# [Material provided]
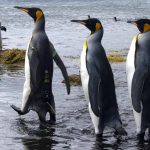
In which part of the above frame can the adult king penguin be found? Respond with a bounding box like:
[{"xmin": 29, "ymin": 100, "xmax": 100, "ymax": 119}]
[
  {"xmin": 71, "ymin": 16, "xmax": 126, "ymax": 137},
  {"xmin": 11, "ymin": 7, "xmax": 70, "ymax": 122},
  {"xmin": 126, "ymin": 19, "xmax": 150, "ymax": 139}
]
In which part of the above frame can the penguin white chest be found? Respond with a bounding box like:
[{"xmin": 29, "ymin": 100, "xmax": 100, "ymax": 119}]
[
  {"xmin": 80, "ymin": 40, "xmax": 89, "ymax": 100},
  {"xmin": 126, "ymin": 35, "xmax": 142, "ymax": 133}
]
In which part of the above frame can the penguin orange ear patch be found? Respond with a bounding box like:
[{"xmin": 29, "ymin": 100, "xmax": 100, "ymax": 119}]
[
  {"xmin": 144, "ymin": 23, "xmax": 150, "ymax": 32},
  {"xmin": 36, "ymin": 10, "xmax": 43, "ymax": 21},
  {"xmin": 95, "ymin": 22, "xmax": 102, "ymax": 31}
]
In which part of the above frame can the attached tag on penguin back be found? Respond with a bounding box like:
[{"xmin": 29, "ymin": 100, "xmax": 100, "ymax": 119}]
[{"xmin": 83, "ymin": 40, "xmax": 87, "ymax": 51}]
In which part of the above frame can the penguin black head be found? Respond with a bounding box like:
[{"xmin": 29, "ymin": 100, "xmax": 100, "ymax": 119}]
[
  {"xmin": 0, "ymin": 26, "xmax": 6, "ymax": 32},
  {"xmin": 14, "ymin": 6, "xmax": 44, "ymax": 22},
  {"xmin": 127, "ymin": 19, "xmax": 150, "ymax": 33},
  {"xmin": 71, "ymin": 16, "xmax": 102, "ymax": 34}
]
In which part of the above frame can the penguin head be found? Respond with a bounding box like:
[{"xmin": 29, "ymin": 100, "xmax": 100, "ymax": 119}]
[
  {"xmin": 71, "ymin": 16, "xmax": 102, "ymax": 34},
  {"xmin": 127, "ymin": 19, "xmax": 150, "ymax": 33},
  {"xmin": 0, "ymin": 26, "xmax": 6, "ymax": 32},
  {"xmin": 14, "ymin": 6, "xmax": 44, "ymax": 22}
]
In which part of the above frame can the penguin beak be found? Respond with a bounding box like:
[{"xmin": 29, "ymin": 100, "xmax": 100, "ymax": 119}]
[
  {"xmin": 71, "ymin": 20, "xmax": 87, "ymax": 25},
  {"xmin": 1, "ymin": 26, "xmax": 6, "ymax": 32},
  {"xmin": 14, "ymin": 6, "xmax": 29, "ymax": 13},
  {"xmin": 127, "ymin": 20, "xmax": 137, "ymax": 26}
]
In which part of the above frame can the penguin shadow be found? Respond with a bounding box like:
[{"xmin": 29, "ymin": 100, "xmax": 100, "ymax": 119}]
[
  {"xmin": 92, "ymin": 137, "xmax": 122, "ymax": 150},
  {"xmin": 16, "ymin": 118, "xmax": 58, "ymax": 150}
]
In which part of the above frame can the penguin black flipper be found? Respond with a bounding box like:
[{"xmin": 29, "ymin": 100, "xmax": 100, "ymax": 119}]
[
  {"xmin": 50, "ymin": 43, "xmax": 70, "ymax": 94},
  {"xmin": 131, "ymin": 69, "xmax": 148, "ymax": 113}
]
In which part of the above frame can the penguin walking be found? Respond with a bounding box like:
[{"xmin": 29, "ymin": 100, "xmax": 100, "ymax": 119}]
[
  {"xmin": 71, "ymin": 16, "xmax": 126, "ymax": 137},
  {"xmin": 11, "ymin": 7, "xmax": 70, "ymax": 123},
  {"xmin": 126, "ymin": 19, "xmax": 150, "ymax": 139}
]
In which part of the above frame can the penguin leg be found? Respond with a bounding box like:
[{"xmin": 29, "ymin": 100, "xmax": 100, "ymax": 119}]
[
  {"xmin": 89, "ymin": 102, "xmax": 104, "ymax": 137},
  {"xmin": 46, "ymin": 95, "xmax": 56, "ymax": 124},
  {"xmin": 115, "ymin": 126, "xmax": 127, "ymax": 136},
  {"xmin": 10, "ymin": 105, "xmax": 29, "ymax": 115}
]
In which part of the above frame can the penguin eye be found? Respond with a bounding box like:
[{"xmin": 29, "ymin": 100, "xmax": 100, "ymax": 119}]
[
  {"xmin": 36, "ymin": 10, "xmax": 43, "ymax": 21},
  {"xmin": 95, "ymin": 22, "xmax": 102, "ymax": 31}
]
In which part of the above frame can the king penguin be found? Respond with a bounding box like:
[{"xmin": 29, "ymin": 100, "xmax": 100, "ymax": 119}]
[
  {"xmin": 71, "ymin": 16, "xmax": 126, "ymax": 137},
  {"xmin": 126, "ymin": 19, "xmax": 150, "ymax": 139},
  {"xmin": 11, "ymin": 7, "xmax": 70, "ymax": 123}
]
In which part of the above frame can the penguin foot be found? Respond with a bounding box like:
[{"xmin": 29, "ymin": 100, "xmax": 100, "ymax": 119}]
[
  {"xmin": 137, "ymin": 133, "xmax": 145, "ymax": 141},
  {"xmin": 10, "ymin": 105, "xmax": 26, "ymax": 115},
  {"xmin": 115, "ymin": 127, "xmax": 127, "ymax": 136}
]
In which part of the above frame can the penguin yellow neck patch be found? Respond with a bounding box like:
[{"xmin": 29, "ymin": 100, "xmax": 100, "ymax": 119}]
[
  {"xmin": 95, "ymin": 22, "xmax": 102, "ymax": 31},
  {"xmin": 36, "ymin": 10, "xmax": 43, "ymax": 21},
  {"xmin": 20, "ymin": 8, "xmax": 29, "ymax": 13},
  {"xmin": 144, "ymin": 23, "xmax": 150, "ymax": 32},
  {"xmin": 83, "ymin": 40, "xmax": 87, "ymax": 50}
]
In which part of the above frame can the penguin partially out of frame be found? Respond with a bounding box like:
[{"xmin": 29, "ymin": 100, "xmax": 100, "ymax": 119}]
[{"xmin": 126, "ymin": 19, "xmax": 150, "ymax": 140}]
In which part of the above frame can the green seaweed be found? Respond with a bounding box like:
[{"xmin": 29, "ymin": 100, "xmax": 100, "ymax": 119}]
[{"xmin": 0, "ymin": 48, "xmax": 25, "ymax": 64}]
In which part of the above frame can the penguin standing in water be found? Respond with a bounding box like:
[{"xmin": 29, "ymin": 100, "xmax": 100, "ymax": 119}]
[
  {"xmin": 11, "ymin": 7, "xmax": 70, "ymax": 123},
  {"xmin": 126, "ymin": 19, "xmax": 150, "ymax": 139},
  {"xmin": 71, "ymin": 17, "xmax": 126, "ymax": 137}
]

# [Task statement]
Lay out every line of the listing above as a Markdown table with the columns "Row" and "Line", numbering each row and leaving out blank lines. Omit the pictures from the table.

# [Complete answer]
| Row | Line |
|---|---|
| 1 | In which part of the above frame can the adult king penguin be found? Respond with a bounding box like: |
| 2 | [{"xmin": 29, "ymin": 100, "xmax": 100, "ymax": 119}] |
| 3 | [ |
| 4 |   {"xmin": 71, "ymin": 16, "xmax": 126, "ymax": 137}, |
| 5 |   {"xmin": 11, "ymin": 7, "xmax": 70, "ymax": 122}, |
| 6 |   {"xmin": 126, "ymin": 19, "xmax": 150, "ymax": 139} |
| 7 | ] |
| 8 | In which part of the above frame can the penguin white chest be found? Respond with a bounding box like: |
| 9 | [{"xmin": 29, "ymin": 100, "xmax": 100, "ymax": 119}] |
| 10 | [ |
| 11 |   {"xmin": 80, "ymin": 40, "xmax": 89, "ymax": 100}, |
| 12 |   {"xmin": 126, "ymin": 35, "xmax": 142, "ymax": 133} |
| 13 | ] |
| 14 | In which part of the above frame can the penguin orange ear patch be found? Respond with a bounding box like: |
| 15 | [{"xmin": 29, "ymin": 100, "xmax": 100, "ymax": 119}] |
| 16 | [ |
| 17 |   {"xmin": 144, "ymin": 23, "xmax": 150, "ymax": 32}, |
| 18 |   {"xmin": 36, "ymin": 10, "xmax": 43, "ymax": 21}, |
| 19 |   {"xmin": 95, "ymin": 22, "xmax": 102, "ymax": 31} |
| 20 | ] |
| 21 | In which part of the above frame can the attached tag on penguin back be found? Respond with a bounding box like: |
| 22 | [{"xmin": 29, "ymin": 100, "xmax": 100, "ymax": 119}] |
| 23 | [{"xmin": 83, "ymin": 40, "xmax": 87, "ymax": 51}] |
| 24 | In which part of the above frame can the penguin black head be found? Respond with a bounding box like: |
| 25 | [{"xmin": 29, "ymin": 100, "xmax": 100, "ymax": 119}] |
| 26 | [ |
| 27 |   {"xmin": 0, "ymin": 26, "xmax": 6, "ymax": 32}, |
| 28 |   {"xmin": 14, "ymin": 6, "xmax": 44, "ymax": 22}, |
| 29 |   {"xmin": 127, "ymin": 19, "xmax": 150, "ymax": 33}, |
| 30 |   {"xmin": 71, "ymin": 16, "xmax": 102, "ymax": 34} |
| 31 | ] |
| 32 | In which part of the above frame can the penguin head be found? Respond with a bounding box like: |
| 33 | [{"xmin": 29, "ymin": 100, "xmax": 100, "ymax": 119}] |
| 34 | [ |
| 35 |   {"xmin": 71, "ymin": 16, "xmax": 102, "ymax": 34}, |
| 36 |   {"xmin": 127, "ymin": 19, "xmax": 150, "ymax": 33}, |
| 37 |   {"xmin": 0, "ymin": 26, "xmax": 6, "ymax": 32}, |
| 38 |   {"xmin": 14, "ymin": 6, "xmax": 44, "ymax": 22} |
| 39 | ] |
| 40 | In which part of the above frame can the penguin beak be found? Respond with a bounding box like: |
| 41 | [{"xmin": 29, "ymin": 100, "xmax": 100, "ymax": 119}] |
| 42 | [ |
| 43 |   {"xmin": 71, "ymin": 20, "xmax": 87, "ymax": 25}, |
| 44 |   {"xmin": 1, "ymin": 26, "xmax": 6, "ymax": 32}, |
| 45 |   {"xmin": 14, "ymin": 6, "xmax": 29, "ymax": 13}, |
| 46 |   {"xmin": 127, "ymin": 20, "xmax": 137, "ymax": 26} |
| 47 | ] |
| 48 | In which part of the above frame can the penguin shadow be found? Respond with a bounding box like: |
| 49 | [{"xmin": 29, "ymin": 100, "xmax": 100, "ymax": 119}] |
| 50 | [ |
| 51 |   {"xmin": 92, "ymin": 137, "xmax": 122, "ymax": 150}, |
| 52 |   {"xmin": 16, "ymin": 118, "xmax": 58, "ymax": 150} |
| 53 | ] |
| 54 | In which part of the above frame can the penguin black flipper be found? Respond with a bounding box like: |
| 55 | [{"xmin": 29, "ymin": 100, "xmax": 100, "ymax": 119}] |
| 56 | [ |
| 57 |   {"xmin": 50, "ymin": 43, "xmax": 70, "ymax": 94}, |
| 58 |   {"xmin": 131, "ymin": 69, "xmax": 148, "ymax": 113} |
| 59 | ] |
| 60 | In which part of the above frame can the penguin walking be found? Respond with a bounding box like: |
| 61 | [{"xmin": 29, "ymin": 100, "xmax": 100, "ymax": 119}] |
| 62 | [ |
| 63 |   {"xmin": 71, "ymin": 16, "xmax": 126, "ymax": 137}, |
| 64 |   {"xmin": 11, "ymin": 7, "xmax": 70, "ymax": 123}, |
| 65 |   {"xmin": 126, "ymin": 19, "xmax": 150, "ymax": 139} |
| 66 | ] |
| 67 | In which part of the above frame can the penguin leg be found? Respond with a bounding box like: |
| 68 | [{"xmin": 29, "ymin": 100, "xmax": 100, "ymax": 119}] |
| 69 | [ |
| 70 |   {"xmin": 89, "ymin": 102, "xmax": 104, "ymax": 137}, |
| 71 |   {"xmin": 46, "ymin": 95, "xmax": 56, "ymax": 124}, |
| 72 |   {"xmin": 115, "ymin": 126, "xmax": 127, "ymax": 136}, |
| 73 |   {"xmin": 10, "ymin": 105, "xmax": 29, "ymax": 115} |
| 74 | ] |
| 75 | In which part of the above frame can the penguin eye be found? Respond with a bounding box like: |
| 76 | [{"xmin": 29, "ymin": 100, "xmax": 100, "ymax": 119}] |
| 77 | [ |
| 78 |   {"xmin": 36, "ymin": 10, "xmax": 43, "ymax": 21}, |
| 79 |   {"xmin": 95, "ymin": 22, "xmax": 102, "ymax": 31} |
| 80 | ] |
| 81 | In which part of the above frame can the king penguin be found? Respond with a bounding box like: |
| 82 | [{"xmin": 29, "ymin": 100, "xmax": 100, "ymax": 119}] |
| 83 | [ |
| 84 |   {"xmin": 71, "ymin": 16, "xmax": 126, "ymax": 137}, |
| 85 |   {"xmin": 126, "ymin": 19, "xmax": 150, "ymax": 139}, |
| 86 |   {"xmin": 11, "ymin": 7, "xmax": 70, "ymax": 123} |
| 87 | ] |
| 88 | In which part of the above frame can the penguin foot be found? Respond with a bounding box like: |
| 89 | [{"xmin": 29, "ymin": 100, "xmax": 100, "ymax": 119}] |
| 90 | [ |
| 91 |   {"xmin": 137, "ymin": 133, "xmax": 145, "ymax": 141}, |
| 92 |   {"xmin": 10, "ymin": 105, "xmax": 26, "ymax": 115}, |
| 93 |   {"xmin": 115, "ymin": 127, "xmax": 127, "ymax": 136} |
| 94 | ] |
| 95 | In which part of the above frame can the penguin yellow neck patch be found? Respond with a bounding box like: |
| 96 | [{"xmin": 29, "ymin": 100, "xmax": 100, "ymax": 119}] |
| 97 | [ |
| 98 |   {"xmin": 95, "ymin": 22, "xmax": 102, "ymax": 31}, |
| 99 |   {"xmin": 36, "ymin": 10, "xmax": 43, "ymax": 21}, |
| 100 |   {"xmin": 20, "ymin": 8, "xmax": 29, "ymax": 13}, |
| 101 |   {"xmin": 144, "ymin": 23, "xmax": 150, "ymax": 32}, |
| 102 |   {"xmin": 83, "ymin": 40, "xmax": 87, "ymax": 50} |
| 103 | ] |
| 104 | In which part of the above frame can the penguin partially out of frame be found? Respond with a bounding box like: |
| 105 | [{"xmin": 29, "ymin": 100, "xmax": 100, "ymax": 119}] |
| 106 | [{"xmin": 126, "ymin": 19, "xmax": 150, "ymax": 140}] |
| 107 | In which part of the above frame can the green seaweed be found? Respond with a bounding box like: |
| 108 | [{"xmin": 29, "ymin": 100, "xmax": 100, "ymax": 119}] |
| 109 | [{"xmin": 0, "ymin": 48, "xmax": 25, "ymax": 64}] |
| 110 | In which part of the above frame can the penguin standing in water be found? Respond with a bounding box like: |
| 111 | [{"xmin": 29, "ymin": 100, "xmax": 100, "ymax": 119}] |
| 112 | [ |
| 113 |   {"xmin": 11, "ymin": 7, "xmax": 70, "ymax": 123}, |
| 114 |   {"xmin": 126, "ymin": 19, "xmax": 150, "ymax": 139}, |
| 115 |   {"xmin": 71, "ymin": 17, "xmax": 126, "ymax": 137} |
| 116 | ] |